[Opening Passage for review section]

Distinguished by tall mature trees, the park provides a shady retreat for travellers off the busy highway. The grassed area between the carpark and the van area accommodates a picnic shelter, toilet block, concrete water tank, a scatter of concrete picnic tables and seats and the entrance to the Jowarra Walking Tracks.

The picnic shelter consists of concreted coursed rubble stone walls with projecting piers to each corner and the doorways. Standing on a concrete slab floor, the shelter is protected by a timber framed gable roof clad with corrugated metal sheeting. The timber fascia to the northwest carries the words "MRD Jowarra Park 1960". Recent steel framed timber topped picnic tables and seats stand within the shelter which has doorways to the long sides. Open windows with concrete sills sit between the piers. An information board (about the Great North Road) sheltered by a small barrel roof stands to the northeast of shelter.

The entrance to the walking tracks is flanked by two piers of concreted random rubble stone. An information board sheltered by a gable roof stands nearby.

=== Paynter's Creek ===
Paynter's Creek Road Rest Area is a narrow park well shaded by mature trees set below the west side of Nambour Connection Road approximately three kilometres south of Nambour. Bounded by Cobbs Road to the north, a private property to the west, Paynter Creek to the south and Nambour Connection Road to the east, the park is accessed from Cobbs Road.

A bitumened road edged with timber posts supporting timber cross boards forms a U-shape track through the park. Grassed areas to centre and verges of internal road accommodate timber picnic tables and seats - one set sheltered by a gabled roof. There is a discreet camping area to the northwest and a car parking area off the internal road to the west.

== Heritage listing ==
North Coast Roadside Rest Areas was listed on the Queensland Heritage Register on 5 February 2009 having satisfied the following criteria.

The place is important in demonstrating the evolution or pattern of Queensland's history.

[Closing Passage for review section]
[Opening Data under study section]

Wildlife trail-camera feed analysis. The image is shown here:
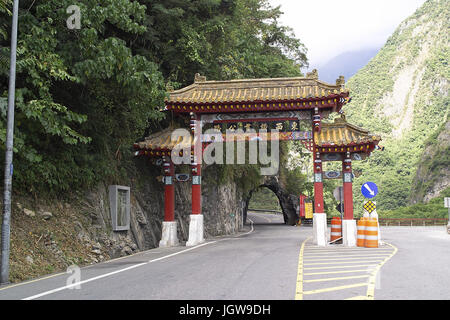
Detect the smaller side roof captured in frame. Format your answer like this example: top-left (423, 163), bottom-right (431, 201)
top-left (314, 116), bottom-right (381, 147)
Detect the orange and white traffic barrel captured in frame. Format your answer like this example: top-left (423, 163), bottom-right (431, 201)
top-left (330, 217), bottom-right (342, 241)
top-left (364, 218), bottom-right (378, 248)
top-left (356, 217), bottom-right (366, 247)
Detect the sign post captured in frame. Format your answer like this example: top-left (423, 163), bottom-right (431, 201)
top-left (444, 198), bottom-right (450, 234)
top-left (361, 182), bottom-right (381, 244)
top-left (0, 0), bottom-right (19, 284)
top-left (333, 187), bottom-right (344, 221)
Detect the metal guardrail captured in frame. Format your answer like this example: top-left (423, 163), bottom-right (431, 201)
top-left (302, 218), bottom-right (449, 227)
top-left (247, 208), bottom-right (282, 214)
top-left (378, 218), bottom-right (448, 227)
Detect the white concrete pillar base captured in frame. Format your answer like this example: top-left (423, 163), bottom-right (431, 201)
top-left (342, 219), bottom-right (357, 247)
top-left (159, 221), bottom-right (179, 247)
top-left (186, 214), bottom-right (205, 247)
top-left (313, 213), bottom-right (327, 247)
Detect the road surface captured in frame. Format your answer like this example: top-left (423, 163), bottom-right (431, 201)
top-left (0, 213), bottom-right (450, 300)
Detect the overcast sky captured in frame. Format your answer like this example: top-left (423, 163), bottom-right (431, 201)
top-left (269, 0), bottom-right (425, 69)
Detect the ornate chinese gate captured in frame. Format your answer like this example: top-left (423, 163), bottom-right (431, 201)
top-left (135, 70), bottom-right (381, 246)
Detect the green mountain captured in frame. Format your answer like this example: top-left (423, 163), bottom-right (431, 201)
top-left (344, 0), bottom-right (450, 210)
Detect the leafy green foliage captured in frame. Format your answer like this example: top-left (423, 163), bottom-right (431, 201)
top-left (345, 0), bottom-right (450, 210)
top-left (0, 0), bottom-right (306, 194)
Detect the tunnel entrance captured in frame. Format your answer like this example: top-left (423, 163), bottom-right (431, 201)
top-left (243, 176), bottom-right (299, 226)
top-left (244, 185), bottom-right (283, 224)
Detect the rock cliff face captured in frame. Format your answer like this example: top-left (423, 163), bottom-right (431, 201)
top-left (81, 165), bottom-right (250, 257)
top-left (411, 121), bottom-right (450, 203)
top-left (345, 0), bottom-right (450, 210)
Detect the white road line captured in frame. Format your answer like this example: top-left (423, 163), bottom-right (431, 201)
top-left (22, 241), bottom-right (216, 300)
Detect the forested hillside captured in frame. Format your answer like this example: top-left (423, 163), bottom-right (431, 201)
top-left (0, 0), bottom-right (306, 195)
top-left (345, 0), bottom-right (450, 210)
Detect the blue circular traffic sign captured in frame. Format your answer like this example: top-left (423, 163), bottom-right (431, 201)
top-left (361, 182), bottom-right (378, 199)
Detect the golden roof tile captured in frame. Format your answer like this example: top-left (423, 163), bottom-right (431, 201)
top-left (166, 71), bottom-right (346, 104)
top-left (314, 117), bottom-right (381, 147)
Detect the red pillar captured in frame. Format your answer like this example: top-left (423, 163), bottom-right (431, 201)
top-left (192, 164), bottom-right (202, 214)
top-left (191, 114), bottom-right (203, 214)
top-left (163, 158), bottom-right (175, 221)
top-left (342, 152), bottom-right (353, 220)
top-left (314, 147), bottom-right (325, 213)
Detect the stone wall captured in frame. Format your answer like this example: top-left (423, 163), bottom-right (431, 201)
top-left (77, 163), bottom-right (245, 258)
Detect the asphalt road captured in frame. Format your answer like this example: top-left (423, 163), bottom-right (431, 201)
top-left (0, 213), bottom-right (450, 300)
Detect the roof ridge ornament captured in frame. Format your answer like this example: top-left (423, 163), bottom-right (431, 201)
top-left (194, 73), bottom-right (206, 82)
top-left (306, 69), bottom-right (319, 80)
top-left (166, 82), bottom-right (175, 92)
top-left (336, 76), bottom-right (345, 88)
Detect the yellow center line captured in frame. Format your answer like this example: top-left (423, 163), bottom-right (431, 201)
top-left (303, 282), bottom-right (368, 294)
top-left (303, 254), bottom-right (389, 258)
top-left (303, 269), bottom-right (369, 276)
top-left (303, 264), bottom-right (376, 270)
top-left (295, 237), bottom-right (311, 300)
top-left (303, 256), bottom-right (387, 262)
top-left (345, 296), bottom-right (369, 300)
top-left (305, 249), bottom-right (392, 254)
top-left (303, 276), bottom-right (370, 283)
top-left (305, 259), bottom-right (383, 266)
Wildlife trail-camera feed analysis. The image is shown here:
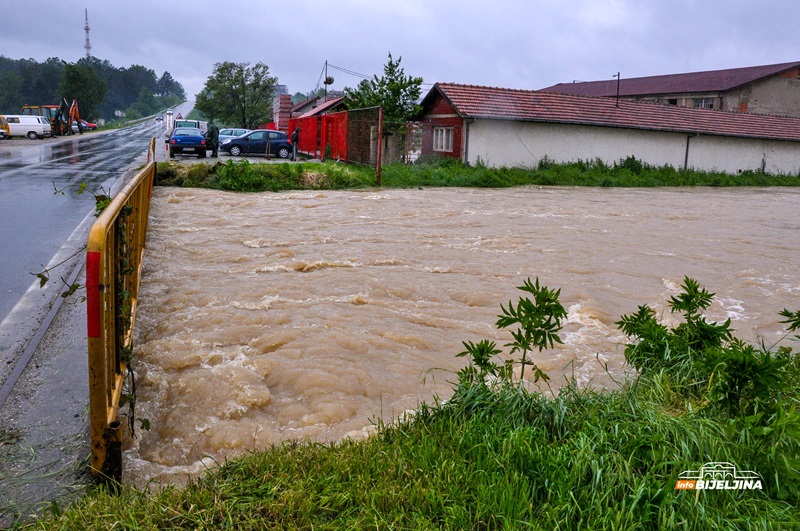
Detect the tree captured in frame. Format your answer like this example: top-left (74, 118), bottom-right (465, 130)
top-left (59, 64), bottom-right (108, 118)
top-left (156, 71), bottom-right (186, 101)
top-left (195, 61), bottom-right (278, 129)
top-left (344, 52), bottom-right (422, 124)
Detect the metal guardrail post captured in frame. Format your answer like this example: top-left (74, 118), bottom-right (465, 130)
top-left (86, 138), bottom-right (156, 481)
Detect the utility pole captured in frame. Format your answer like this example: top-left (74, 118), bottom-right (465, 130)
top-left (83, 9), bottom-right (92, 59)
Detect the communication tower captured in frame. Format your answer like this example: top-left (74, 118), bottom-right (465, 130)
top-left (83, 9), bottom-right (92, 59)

[Closing Data under study section]

* [Problems to solve]
1/ In the description of the North Coast roadside rest areas, decide whether each statement agrees with the text. Answer yes or no for each, and quote the words that decide it.
(a) The picnic shelter has a gable roof clad with corrugated metal sheeting.
(b) Paynter's Creek Road Rest Area is accessed from Nambour Connection Road.
(c) The rest areas were listed on the Queensland Heritage Register on 5 February 2009.
2/ According to the description of the North Coast roadside rest areas, what bounds Paynter's Creek Road Rest Area on each side? Give each boundary with its direction.
3/ Resume the description of the North Coast roadside rest areas, starting after its last sentence.
The listing plays no part in the tasks here.

* [Per-task outputs]
1/
(a) Yes: "the shelter is protected by a timber framed gable roof clad with corrugated metal sheeting"
(b) No: "the park is accessed from Cobbs Road"
(c) Yes: "listed on the Queensland Heritage Register on 5 February 2009"

2/
- North: Cobbs Road
- West: a private property
- South: Paynter Creek
- East: Nambour Connection Road

3/
The old Bruce Highway (and feeder road) Rest Areas (Petrie, Jowarra and Paynter's Creek) (1951–1960) are among the earliest known places of this type associated with a highway that was, at the time, Queensland's most important tourist road. As such, they demonstrate an important phase in the evolution of the State's road network and tourist industry. The early 1950s saw a major increase in medium to long-distance car travel and tourism. The road rest areas were developed to accommodate this trend by providing places at convenient locations where motorists could rest or camp.

The rest areas are also evidence of the early development of caravanning. When caravanning became popular from the early 1950s relatively few sites in Queensland offered the appropriate infrastructure and rest areas throughout the North Coast became important as short term caravanning sites.

The place is important in demonstrating the principal characteristics of a particular class of cultural places.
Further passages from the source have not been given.